• Provided data
◆ ◆ ◆
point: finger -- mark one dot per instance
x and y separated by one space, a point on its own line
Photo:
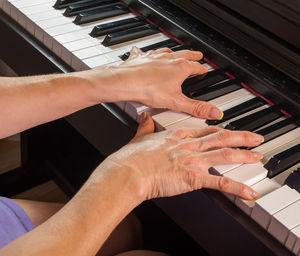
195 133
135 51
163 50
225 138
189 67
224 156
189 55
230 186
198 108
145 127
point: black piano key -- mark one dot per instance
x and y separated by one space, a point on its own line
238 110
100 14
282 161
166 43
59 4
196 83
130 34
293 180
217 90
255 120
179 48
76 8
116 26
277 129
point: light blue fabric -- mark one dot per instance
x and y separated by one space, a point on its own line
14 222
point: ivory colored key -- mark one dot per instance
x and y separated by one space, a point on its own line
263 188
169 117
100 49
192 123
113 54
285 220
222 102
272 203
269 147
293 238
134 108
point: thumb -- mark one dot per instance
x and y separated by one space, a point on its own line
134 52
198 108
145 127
◆ ◆ ◆
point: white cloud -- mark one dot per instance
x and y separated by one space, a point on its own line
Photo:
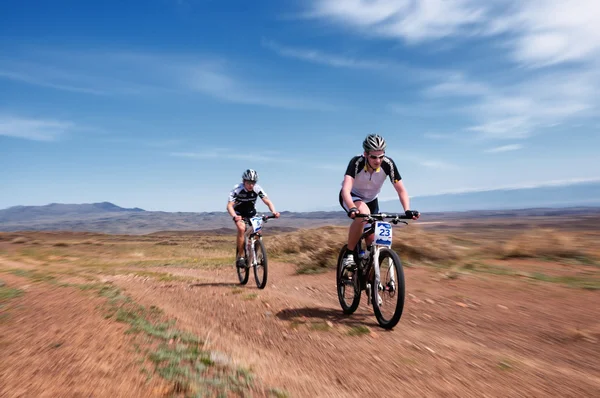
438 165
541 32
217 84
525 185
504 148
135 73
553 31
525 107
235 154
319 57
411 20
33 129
◆ ◆ ◆
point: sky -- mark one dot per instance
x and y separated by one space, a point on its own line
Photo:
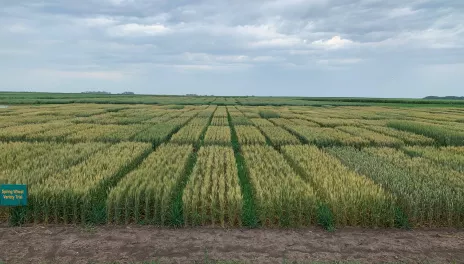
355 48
◆ ◆ ◆
• Work to be completed
Count the lines in the records that contain the string "mark", treating case as significant. Give only the number.

• Solution
7